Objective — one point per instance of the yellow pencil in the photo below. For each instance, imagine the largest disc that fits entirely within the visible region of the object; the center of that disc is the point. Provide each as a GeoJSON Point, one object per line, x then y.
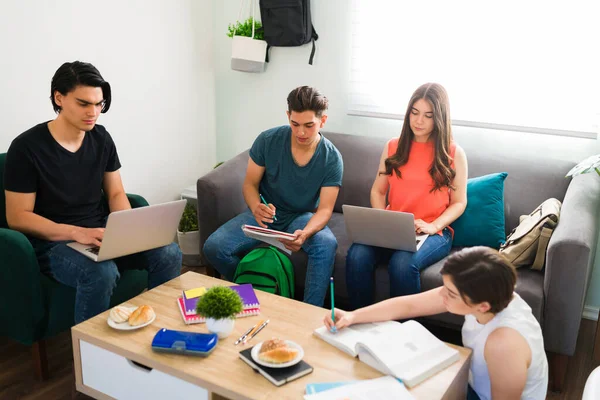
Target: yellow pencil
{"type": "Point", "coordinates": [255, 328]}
--
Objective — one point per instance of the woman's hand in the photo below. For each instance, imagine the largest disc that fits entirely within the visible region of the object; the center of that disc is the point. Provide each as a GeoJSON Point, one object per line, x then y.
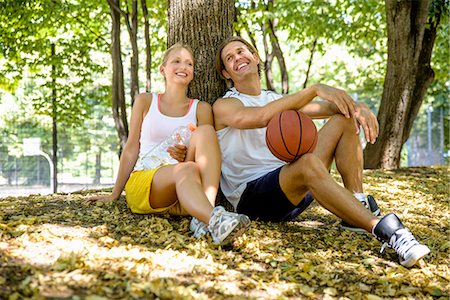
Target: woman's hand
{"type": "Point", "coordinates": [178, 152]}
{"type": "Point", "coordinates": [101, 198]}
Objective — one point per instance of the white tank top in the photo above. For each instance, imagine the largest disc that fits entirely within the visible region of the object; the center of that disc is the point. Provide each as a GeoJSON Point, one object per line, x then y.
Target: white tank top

What to produce: Starting at the line containing "Objective — one point per instance of the white" and ending with the line containing "Target: white tank top", format those lines as a JSON list of strings, one string per line, leaving out any blank lines.

Task response:
[
  "Objective — one point per instance of the white tank top in the photo above. For each instance, imagine the largest disc that fits entirely within the visible region of the object; the center of that disc is the point. Provide each as a GeoJSON Point, one object per line, x then y.",
  "Target: white tank top"
]